AIM 1: Rewrite the paragraph of the review comment that begins "HADD has a worse throughput" as a short bulleted list, keeping its main facts.
AIM 2: Translate this sentence from the review comment into Spanish: "In terms of overall latency, both sequences are pretty much equivalent."
AIM 3: Carry on the review comment about single-source horizontal op matching on x86, picking up right after its last sentence.

SELECTED PASSAGE:
— BEGIN —

[PATCH] D52997: [x86] allow single source horizontal op matching (PR39195)

Tue Oct 9 03:23:10 PDT 2018

andreadb added a comment.

Hi Sanjay,

On Jaguar only, those unary HADD are going to be as fast as the SHUFFLE+ADD sequence.
In terms of overall latency, both sequences are pretty much equivalent.

HADD has a worse throughput than the SHUFFLE+ADD sequence (1 IPC) mainly because it can only execute on pipe0. SHUFFLE+ADD gives more flexibility to the HW scheduler.
The biggest advantage on Jaguar is that HADD is not microcoded. The XMM variant is fast-path single, which allows us to achieve a better throughput from the decoders (w.r.t. the SHUFFLE+ADD).

I don't see it as a big problem if we start "regressing" this particular case on Jaguar.

I don't have a problem with aggressively selecting HADD at ISel stage, provided that we "undo" that canonicalization in a later (machine combiner?) pass.

— END —

DATASET EXTRACT:
— BEGIN —

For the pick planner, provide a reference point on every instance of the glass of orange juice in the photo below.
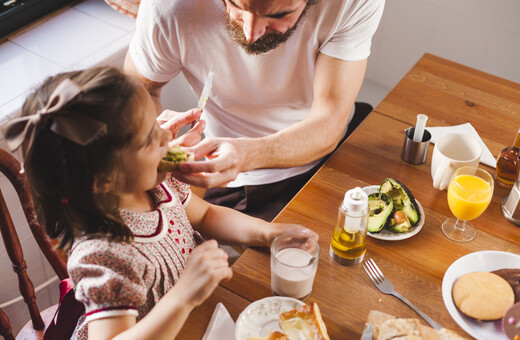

— END —

RIGHT ANSWER 1:
- HADD has a worse throughput than the SHUFFLE+ADD sequence (1 IPC), mainly because it can only execute on pipe0.
- SHUFFLE+ADD gives the hardware scheduler more flexibility.
- On Jaguar, HADD's biggest advantage is that it is not microcoded.
- The XMM variant of HADD is fast-path single, so the decoders achieve better throughput than with SHUFFLE+ADD.

RIGHT ANSWER 2: En términos de latencia global, ambas secuencias son prácticamente equivalentes.

RIGHT ANSWER 3:
Using HADD is not just slow for Intel, it is going to be slow for other AMD processors too. Similarly to what we do for other instructions (CMOV/LEA) which may be further expanded later on.

The problem with having a rule in the machine combiner is that we need to account for register pressure and block frequency too. Essentially, we need a (not too trivial) cost model there; simply comparing code snippets in term of throughput and latency is probably not enough at that stage.
We could have a post-RA pass (before we run the post-RA scheduler) that decides when it is profitable to revert the HADD canonicalization and expand it back to a shuffle+add.

Just my opinion.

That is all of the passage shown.